Passage provided:

Book publishing is only looking for the ‘right kind’ of Jew

From canceled events to publisher hesitation, Zionist Jewish authors say the literary world has grown increasingly hostile in the post-October 7 climate.
Book
(Susan Q. Yin / Unsplash)

This April, a group of anti-Zionist Jewish writers penned an open letter to the Jewish Book Council, accusing the organization of being “disproportionately vocal about antisemitism” and discriminatory toward pro-Palestinian Jewish authors. The timing is striking. Since the October 7 massacre in 2023, publishing giants — from Penguin Random House to HarperCollins — have released a steady stream of anti-Zionist Jewish titles, including Peter Beinart’s “Being Jewish After the Destruction of Gaza,” Molly Crabapple’s much-anticipated “Here Where We Live Is Our Country: The Story of the Jewish Bund,” and Benjamin Moser’s “Anti-Zionism: A Jewish History.”

At the same time, the Jewish Book Council has said the post–October 7 climate became hostile enough that it launched a hotline to document antisemitism in the literary world, after reports of blacklist-style targeting, threats, and review-bombing began to mount. And yet, the publishing industry has largely sidelined Zionist voices,  even those of former Israeli hostages.

The marginalization of Zionist Jewish authors since that day is more than anecdotal; it is a trackable pattern. Lists purporting to identify or expose “Zionist” or Jewish authors — even those with only marginal connections to Israel or Jewish communal life — have circulated online, creating an atmosphere in which writers are subjected to political litmus tests simply for being publicly associated with Jewish identity.

Their book events have been canceled under pressure. Actor and author Brett Gelman, for instance, said that Los Angeles bookstore Book Soup canceled his March 2024 signing after antisemitic threats, a case he described as capitulation to intimidation. Threats and professional retaliation have become part of the environment Jewish writers now navigate. Meanwhile, the Jewish Book Council’s reporting initiative has explicitly cited review-bombing, with Jewish authors’ ratings plummeting on platforms such as Amazon.

Bookstore after bookstore has refused to stock Jewish and Israeli authors, while proudly displaying pro-Hamas material. Anti-Zionist authors have dropped their Jewish literary agents, and anti-Zionist literary agents have dropped their Jewish clients. Even bestselling Jewish authors like Sarah J. Maas, whose work has nothing to do with Israel, have found themselves drawn into political scrutiny, as readers and activists increasingly treat Jewish identity itself as grounds for ideological suspicion.

In that climate, publishers have grown increasingly wary of a particular kind of Jewish writer: the Zionist author, or even the author who might simply be perceived as one.

Assignment:
From the article on Zionist Jewish authors in publishing, quote word for word the part that begins with "In that climate, publishers" and ends with "perceived as one.". The listing that comes next has no connection to the article.

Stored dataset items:
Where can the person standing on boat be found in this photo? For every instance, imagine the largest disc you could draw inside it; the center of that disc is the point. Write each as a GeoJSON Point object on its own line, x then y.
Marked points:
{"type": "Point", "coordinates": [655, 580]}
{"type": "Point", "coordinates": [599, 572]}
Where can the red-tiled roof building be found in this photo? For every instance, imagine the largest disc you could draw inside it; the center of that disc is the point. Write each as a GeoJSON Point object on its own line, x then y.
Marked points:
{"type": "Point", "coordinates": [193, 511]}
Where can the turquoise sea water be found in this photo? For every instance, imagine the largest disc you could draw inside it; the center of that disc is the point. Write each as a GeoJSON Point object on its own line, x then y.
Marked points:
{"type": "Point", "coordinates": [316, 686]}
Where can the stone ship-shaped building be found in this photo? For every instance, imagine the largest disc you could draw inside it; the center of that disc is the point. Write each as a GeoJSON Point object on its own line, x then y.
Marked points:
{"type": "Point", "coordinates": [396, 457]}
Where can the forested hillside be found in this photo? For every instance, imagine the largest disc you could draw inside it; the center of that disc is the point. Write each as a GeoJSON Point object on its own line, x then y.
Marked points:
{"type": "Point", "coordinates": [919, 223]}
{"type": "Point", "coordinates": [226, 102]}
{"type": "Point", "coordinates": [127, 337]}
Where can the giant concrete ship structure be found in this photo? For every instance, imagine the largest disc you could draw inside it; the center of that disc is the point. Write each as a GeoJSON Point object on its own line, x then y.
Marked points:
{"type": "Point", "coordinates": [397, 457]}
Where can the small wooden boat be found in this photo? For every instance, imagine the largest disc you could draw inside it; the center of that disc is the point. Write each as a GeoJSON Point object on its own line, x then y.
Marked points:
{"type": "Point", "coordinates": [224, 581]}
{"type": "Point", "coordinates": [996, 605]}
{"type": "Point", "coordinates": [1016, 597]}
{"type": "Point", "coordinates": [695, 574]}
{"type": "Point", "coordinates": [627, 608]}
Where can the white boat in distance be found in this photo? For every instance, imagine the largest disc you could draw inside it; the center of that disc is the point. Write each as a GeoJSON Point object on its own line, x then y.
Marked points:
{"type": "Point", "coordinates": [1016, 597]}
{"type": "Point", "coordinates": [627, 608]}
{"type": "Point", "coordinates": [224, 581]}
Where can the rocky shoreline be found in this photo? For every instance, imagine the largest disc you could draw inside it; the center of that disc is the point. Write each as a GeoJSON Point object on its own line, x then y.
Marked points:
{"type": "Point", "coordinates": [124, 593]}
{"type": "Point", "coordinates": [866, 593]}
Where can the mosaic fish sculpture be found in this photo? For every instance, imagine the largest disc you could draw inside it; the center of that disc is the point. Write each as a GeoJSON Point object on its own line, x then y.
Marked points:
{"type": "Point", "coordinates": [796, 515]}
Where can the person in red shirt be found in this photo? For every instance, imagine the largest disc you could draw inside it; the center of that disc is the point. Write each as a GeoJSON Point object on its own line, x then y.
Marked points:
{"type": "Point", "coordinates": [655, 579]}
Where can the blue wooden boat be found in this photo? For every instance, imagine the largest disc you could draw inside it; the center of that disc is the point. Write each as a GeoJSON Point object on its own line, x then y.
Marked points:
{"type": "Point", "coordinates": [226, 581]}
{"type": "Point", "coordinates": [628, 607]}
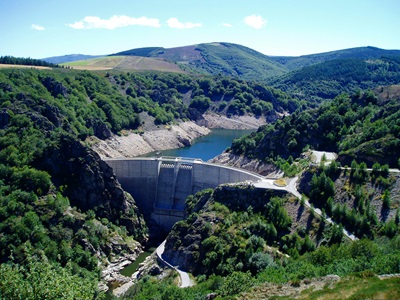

Solution to the exercise:
In that climate, publishers have grown increasingly wary of a particular kind of Jewish writer: the Zionist author, or even the author who might simply be perceived as one.